Exercise brief:
List every media player program mentioned by name in the mailing-list thread below.

Given text:
********************

On Sunday 22 April 2018 02:11:43 Jimmy Johnson wrote:
On 04/21/2018 07:51 PM, William Morder wrote:
Since we are getting into other stuff, I am
starting a new thread. Maybe
it should be two threads?
And what a post it is.
I don't like to do anything halfway.
I'm sorry to hear you have systemd installed and
you're not happy with
it, if I knew what version you are using I could make a suggestion, I
run all LTS versions or Debian and Ubuntu and now Devuan too. For
hard drive management I use Wheezy and Jessie, for multimedia I use
the latest.
For the most part my system runs pretty well, except for hanging when I
try to reboot (as explained below).
What I would really like is to get VLC working right again. It was
always the best all-round multimedia player, and now it crashes every
time I open it. I searched round for solutions, and all I've found so
far are suggestions to go back to the Wheezy repositories for older
versions of VLC. Yet another user here in the Trinity group had the same
problems with VLC, and he was already using Wheezy. I don't know what
the problem is, but there is another great piece of software ruined.
Bill have you taken a look at SMPlayer? First you install MPlayer,
talking about an old app, and then install SMPlayer.
Yes, I've tried them ALL - pretty much every multimedia player available in
Debian repos, including some of the more out-of-the way repos. I usually just
download everything available (that won't break my system), and try out all
of them, until I find what works best for me; then I discard the rest. So I
have been through pretty much all the media players for Debian, and still
want to get the old VLC back.
Currently MPlayer and KMPlayer work best for me, but these items don't have
quite all the functionality of VLC.
(By the way, it is also impossible for other to buy presents for me, because I
want what I want, not something that's almost the same. I tell readers this
now, just to save them frustration.)
Maybe Slavek or somebody else out there could be persuaded to create
vlc-trinity packages?
Devuan is old school Linux, like Debian a few years
ago and most release
bugs get fixed in mins. not days or weeks.
Old school is best.
The icon is nice, but I would recommend that all
Devuan branding
distinguish > itself from Debian by making the spiral go round
widdershins: that is,
counter-clockwise. Then it would be perfect.
I hear you, it was just something I slapped together.

********************

Entries supplied:
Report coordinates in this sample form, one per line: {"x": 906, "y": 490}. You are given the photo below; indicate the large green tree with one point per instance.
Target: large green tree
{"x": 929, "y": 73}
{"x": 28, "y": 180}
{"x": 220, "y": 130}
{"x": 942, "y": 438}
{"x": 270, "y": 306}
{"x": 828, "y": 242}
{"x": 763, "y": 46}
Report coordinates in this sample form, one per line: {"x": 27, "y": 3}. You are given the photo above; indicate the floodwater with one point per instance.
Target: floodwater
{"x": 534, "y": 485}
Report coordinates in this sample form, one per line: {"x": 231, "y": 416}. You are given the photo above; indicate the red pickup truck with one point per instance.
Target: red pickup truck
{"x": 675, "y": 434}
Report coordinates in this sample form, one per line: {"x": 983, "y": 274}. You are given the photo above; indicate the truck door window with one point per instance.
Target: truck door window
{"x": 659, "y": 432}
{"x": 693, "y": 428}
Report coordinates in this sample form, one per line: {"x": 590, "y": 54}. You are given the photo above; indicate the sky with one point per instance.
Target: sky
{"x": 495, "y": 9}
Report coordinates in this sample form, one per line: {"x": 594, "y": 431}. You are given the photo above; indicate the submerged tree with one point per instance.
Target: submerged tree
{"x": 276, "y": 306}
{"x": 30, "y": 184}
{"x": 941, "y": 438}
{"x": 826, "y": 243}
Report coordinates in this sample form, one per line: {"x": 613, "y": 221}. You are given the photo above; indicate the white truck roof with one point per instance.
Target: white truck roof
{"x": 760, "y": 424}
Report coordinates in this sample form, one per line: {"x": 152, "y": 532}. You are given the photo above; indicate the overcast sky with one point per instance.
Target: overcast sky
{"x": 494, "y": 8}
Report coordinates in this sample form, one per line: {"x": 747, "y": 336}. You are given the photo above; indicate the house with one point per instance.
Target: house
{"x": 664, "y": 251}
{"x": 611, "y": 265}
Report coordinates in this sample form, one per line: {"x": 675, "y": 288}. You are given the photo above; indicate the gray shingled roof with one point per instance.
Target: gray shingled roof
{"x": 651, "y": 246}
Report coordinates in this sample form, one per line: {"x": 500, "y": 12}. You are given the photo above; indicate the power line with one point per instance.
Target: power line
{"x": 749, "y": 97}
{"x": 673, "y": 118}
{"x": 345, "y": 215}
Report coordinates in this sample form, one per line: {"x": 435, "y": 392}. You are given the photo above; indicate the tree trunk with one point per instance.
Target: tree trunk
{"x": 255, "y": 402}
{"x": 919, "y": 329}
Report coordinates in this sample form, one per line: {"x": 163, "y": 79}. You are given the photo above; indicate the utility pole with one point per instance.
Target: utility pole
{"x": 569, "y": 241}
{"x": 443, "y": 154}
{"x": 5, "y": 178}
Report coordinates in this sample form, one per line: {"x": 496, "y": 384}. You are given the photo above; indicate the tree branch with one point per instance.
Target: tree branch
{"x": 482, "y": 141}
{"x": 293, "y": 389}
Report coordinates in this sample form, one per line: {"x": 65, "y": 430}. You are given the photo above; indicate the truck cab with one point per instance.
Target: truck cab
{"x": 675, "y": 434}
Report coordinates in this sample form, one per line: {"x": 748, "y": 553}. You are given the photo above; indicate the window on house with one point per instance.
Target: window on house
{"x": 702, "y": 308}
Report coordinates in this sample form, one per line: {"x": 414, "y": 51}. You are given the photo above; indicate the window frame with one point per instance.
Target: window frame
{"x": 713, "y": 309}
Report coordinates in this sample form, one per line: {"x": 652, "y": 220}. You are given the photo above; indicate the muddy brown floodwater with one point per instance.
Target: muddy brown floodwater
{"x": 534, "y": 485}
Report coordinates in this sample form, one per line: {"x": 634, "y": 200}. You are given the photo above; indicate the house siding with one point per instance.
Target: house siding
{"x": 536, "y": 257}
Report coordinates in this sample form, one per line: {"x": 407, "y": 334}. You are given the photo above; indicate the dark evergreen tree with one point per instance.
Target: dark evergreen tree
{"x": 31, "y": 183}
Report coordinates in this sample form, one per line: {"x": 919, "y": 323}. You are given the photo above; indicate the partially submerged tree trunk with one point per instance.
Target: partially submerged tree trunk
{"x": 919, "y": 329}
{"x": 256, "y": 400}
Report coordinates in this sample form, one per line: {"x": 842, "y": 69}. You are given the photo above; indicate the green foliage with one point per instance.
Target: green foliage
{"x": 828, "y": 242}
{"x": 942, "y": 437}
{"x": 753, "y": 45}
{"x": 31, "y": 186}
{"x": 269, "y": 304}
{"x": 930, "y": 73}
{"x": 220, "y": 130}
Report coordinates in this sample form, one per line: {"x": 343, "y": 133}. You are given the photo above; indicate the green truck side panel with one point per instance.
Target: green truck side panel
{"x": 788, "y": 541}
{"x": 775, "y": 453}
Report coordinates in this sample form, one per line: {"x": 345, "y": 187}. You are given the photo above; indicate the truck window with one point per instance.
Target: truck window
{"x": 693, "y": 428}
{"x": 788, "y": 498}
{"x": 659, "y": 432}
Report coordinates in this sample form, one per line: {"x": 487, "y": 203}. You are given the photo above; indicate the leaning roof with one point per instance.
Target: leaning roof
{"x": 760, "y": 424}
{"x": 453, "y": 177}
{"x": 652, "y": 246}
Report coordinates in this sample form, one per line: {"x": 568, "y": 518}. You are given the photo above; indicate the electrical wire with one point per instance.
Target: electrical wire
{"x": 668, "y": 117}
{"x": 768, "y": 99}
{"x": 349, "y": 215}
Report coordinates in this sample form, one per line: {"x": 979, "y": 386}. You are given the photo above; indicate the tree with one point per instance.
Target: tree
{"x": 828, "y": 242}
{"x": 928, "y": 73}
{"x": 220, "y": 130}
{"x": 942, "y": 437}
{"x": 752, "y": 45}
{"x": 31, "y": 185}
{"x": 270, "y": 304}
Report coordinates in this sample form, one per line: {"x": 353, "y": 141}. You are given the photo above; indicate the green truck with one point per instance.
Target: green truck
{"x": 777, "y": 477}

********************

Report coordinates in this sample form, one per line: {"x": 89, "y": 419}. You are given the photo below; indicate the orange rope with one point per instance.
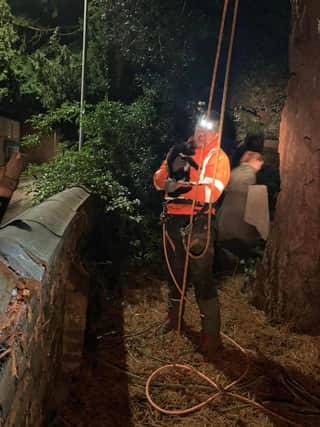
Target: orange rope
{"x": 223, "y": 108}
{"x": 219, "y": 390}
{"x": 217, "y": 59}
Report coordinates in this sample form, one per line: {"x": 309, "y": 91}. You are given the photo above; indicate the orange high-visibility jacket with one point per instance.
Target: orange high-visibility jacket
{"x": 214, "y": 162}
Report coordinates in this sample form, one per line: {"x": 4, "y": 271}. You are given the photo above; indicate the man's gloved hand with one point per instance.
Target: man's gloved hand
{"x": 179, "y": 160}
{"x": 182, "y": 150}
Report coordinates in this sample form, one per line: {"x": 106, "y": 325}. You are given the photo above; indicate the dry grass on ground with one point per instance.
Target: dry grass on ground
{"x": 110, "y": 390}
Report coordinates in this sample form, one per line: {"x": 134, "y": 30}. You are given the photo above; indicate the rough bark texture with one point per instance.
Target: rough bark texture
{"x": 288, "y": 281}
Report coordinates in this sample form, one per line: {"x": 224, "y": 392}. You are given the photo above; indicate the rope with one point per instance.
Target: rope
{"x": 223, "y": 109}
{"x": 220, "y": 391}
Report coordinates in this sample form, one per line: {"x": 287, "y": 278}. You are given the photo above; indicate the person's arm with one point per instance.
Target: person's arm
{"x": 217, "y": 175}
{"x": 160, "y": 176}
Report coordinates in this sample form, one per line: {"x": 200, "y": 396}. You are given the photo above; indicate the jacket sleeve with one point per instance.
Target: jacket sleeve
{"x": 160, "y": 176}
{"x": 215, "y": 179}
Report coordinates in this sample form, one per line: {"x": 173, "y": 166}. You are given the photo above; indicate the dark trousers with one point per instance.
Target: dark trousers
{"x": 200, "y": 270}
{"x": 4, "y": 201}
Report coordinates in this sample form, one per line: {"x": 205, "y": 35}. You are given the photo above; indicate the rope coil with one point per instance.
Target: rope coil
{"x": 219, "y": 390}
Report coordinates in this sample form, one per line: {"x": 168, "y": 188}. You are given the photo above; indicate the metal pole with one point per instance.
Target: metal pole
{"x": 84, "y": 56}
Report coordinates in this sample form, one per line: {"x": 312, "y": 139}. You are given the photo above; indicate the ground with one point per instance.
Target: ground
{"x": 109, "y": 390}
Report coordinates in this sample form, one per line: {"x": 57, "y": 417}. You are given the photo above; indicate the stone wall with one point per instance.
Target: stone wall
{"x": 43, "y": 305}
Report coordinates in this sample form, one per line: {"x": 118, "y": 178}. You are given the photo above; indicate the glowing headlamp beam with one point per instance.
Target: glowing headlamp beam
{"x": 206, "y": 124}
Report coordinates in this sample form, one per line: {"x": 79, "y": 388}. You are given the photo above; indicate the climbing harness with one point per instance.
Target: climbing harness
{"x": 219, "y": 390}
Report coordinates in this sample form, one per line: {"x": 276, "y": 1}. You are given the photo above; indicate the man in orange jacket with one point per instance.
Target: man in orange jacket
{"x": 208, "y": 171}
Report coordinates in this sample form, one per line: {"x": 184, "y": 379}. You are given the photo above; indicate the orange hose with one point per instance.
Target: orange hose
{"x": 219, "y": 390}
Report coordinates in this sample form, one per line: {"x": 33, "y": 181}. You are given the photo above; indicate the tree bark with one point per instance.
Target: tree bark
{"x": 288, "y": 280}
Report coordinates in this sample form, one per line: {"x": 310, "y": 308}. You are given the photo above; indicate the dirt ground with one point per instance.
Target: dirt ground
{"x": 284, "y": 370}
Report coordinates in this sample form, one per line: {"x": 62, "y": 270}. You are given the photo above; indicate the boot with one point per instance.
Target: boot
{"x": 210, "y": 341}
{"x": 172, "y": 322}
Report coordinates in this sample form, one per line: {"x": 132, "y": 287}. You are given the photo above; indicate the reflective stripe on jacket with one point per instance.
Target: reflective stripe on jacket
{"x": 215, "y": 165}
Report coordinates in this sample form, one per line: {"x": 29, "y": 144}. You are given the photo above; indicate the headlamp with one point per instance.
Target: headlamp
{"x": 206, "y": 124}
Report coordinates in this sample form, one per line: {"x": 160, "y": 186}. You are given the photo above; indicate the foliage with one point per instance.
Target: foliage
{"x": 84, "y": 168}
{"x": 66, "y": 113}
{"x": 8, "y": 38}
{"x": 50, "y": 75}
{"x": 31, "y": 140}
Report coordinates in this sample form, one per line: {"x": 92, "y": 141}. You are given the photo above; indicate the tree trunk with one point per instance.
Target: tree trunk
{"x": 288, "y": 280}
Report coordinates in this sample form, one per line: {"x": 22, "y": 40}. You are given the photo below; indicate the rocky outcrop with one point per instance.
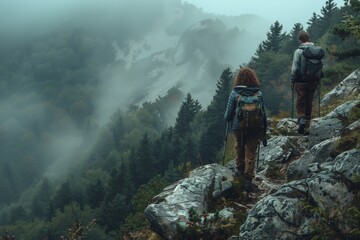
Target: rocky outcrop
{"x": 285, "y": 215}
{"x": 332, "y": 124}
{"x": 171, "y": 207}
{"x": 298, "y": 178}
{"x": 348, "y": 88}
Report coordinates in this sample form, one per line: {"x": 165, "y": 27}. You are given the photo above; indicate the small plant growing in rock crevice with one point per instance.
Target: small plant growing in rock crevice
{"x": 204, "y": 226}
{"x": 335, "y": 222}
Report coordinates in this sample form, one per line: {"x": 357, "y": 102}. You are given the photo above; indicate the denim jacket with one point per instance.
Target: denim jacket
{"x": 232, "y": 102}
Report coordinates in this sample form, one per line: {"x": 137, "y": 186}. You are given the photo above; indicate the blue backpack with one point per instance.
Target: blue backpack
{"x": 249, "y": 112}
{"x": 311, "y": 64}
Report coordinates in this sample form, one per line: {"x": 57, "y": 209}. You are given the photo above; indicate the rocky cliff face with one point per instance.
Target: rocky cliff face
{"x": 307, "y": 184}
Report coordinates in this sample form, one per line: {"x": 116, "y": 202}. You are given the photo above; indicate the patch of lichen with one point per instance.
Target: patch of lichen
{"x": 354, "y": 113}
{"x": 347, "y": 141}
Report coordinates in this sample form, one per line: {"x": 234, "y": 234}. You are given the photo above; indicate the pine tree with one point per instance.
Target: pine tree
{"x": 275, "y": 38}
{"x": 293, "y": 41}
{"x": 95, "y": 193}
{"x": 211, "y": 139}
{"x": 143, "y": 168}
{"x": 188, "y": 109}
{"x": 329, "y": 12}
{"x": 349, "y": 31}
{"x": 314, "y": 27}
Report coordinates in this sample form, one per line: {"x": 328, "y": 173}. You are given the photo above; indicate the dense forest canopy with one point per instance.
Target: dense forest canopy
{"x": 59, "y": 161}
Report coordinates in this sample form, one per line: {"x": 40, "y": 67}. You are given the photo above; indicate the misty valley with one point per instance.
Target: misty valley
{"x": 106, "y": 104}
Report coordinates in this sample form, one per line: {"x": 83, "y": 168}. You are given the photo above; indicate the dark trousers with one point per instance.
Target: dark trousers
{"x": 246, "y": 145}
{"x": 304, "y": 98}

********************

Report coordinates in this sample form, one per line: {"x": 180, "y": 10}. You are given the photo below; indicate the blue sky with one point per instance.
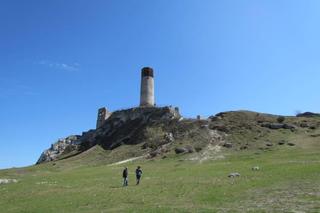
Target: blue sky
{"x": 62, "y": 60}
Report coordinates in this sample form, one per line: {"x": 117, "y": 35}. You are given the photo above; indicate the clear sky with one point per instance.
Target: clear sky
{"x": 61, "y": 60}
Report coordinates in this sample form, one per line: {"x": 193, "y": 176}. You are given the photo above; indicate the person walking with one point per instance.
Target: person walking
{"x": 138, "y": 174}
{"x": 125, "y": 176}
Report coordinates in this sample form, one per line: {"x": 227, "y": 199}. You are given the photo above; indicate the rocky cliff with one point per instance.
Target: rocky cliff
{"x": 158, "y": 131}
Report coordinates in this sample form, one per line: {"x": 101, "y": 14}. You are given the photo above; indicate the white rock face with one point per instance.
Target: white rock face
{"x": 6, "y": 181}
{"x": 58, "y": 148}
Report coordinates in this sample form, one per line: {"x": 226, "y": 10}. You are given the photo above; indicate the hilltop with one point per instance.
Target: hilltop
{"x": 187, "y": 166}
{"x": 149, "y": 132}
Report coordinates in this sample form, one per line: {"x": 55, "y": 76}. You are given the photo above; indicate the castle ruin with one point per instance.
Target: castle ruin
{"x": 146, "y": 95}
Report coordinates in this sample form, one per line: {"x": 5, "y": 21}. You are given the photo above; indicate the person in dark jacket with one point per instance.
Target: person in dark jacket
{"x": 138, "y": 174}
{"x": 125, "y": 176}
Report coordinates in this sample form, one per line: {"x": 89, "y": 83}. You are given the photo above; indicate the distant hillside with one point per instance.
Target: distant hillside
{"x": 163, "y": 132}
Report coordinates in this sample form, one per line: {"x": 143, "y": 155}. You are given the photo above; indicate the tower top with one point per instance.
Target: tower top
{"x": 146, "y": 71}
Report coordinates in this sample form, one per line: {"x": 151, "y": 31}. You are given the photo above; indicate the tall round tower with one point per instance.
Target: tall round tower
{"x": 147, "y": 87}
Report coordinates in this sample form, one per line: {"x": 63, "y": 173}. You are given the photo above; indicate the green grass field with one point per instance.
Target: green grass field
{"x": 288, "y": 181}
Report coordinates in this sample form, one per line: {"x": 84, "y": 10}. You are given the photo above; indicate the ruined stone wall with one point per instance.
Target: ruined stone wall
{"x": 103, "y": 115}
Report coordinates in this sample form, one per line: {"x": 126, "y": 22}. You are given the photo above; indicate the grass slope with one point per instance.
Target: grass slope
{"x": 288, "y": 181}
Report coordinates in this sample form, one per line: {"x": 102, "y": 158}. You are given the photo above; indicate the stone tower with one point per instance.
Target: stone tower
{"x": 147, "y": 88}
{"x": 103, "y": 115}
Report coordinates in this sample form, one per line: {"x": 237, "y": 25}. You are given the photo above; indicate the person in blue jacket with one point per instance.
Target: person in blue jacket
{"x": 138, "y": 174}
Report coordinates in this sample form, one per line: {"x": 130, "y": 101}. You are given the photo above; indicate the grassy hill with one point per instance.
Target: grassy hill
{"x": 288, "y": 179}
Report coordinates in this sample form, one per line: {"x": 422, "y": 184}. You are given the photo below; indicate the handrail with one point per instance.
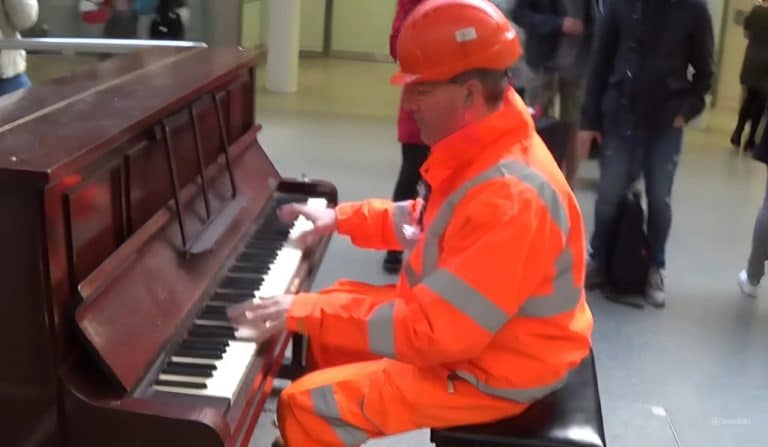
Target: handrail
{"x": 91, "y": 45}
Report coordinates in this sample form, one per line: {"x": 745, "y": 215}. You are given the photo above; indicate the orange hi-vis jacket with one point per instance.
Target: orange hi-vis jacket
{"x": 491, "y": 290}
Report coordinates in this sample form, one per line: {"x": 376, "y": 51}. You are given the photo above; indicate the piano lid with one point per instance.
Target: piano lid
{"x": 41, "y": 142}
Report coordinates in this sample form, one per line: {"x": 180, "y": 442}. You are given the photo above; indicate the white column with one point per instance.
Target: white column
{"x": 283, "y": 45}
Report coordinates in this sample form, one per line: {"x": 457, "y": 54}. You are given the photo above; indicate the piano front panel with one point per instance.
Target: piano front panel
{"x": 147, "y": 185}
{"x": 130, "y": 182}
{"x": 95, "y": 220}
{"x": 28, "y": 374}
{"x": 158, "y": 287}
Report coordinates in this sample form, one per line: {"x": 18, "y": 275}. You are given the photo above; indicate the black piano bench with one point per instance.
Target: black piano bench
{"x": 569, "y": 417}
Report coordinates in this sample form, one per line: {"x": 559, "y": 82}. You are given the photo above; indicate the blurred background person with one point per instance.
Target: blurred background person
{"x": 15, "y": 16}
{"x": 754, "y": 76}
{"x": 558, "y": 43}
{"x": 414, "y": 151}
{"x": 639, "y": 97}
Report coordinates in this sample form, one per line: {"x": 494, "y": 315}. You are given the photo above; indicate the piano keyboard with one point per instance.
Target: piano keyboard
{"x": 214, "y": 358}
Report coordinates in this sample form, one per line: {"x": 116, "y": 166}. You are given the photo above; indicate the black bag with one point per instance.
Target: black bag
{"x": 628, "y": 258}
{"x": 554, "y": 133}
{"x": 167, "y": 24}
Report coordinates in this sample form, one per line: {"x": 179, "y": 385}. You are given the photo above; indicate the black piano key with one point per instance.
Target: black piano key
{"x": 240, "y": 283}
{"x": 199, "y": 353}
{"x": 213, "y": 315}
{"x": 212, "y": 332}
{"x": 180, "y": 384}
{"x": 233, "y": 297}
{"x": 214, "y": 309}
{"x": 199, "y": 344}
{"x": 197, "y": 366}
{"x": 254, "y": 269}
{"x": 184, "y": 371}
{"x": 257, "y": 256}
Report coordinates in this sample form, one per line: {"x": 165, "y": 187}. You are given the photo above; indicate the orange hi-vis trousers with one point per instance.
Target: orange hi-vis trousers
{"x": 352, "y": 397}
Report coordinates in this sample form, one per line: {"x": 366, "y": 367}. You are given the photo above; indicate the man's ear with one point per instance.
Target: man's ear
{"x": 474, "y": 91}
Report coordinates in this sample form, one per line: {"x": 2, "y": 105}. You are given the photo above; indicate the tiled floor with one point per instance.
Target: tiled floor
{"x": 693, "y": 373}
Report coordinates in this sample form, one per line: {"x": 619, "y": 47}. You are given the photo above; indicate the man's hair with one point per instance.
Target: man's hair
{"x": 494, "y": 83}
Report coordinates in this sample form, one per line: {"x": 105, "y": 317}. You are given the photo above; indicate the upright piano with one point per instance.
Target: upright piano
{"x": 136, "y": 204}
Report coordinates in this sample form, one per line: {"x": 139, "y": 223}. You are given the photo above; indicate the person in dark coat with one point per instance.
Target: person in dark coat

********************

Final result:
VLC, SMPlayer, MPlayer, KMPlayer